- Exercise aim: Rewrite the data below with each "instance" replaced by "occurrence", leaving every other line and character unchanged.

[Location annotation dataset excerpts]
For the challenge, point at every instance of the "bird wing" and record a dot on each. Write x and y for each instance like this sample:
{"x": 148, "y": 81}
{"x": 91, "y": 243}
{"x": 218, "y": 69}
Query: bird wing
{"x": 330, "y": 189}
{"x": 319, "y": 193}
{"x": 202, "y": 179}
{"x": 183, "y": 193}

- Response to the exercise:
For the challenge, point at every occurrence of the "bird wing" and record a dot on each. Write x and y for each occurrence like this sample:
{"x": 148, "y": 81}
{"x": 91, "y": 243}
{"x": 218, "y": 69}
Query: bird wing
{"x": 330, "y": 189}
{"x": 319, "y": 193}
{"x": 202, "y": 179}
{"x": 183, "y": 193}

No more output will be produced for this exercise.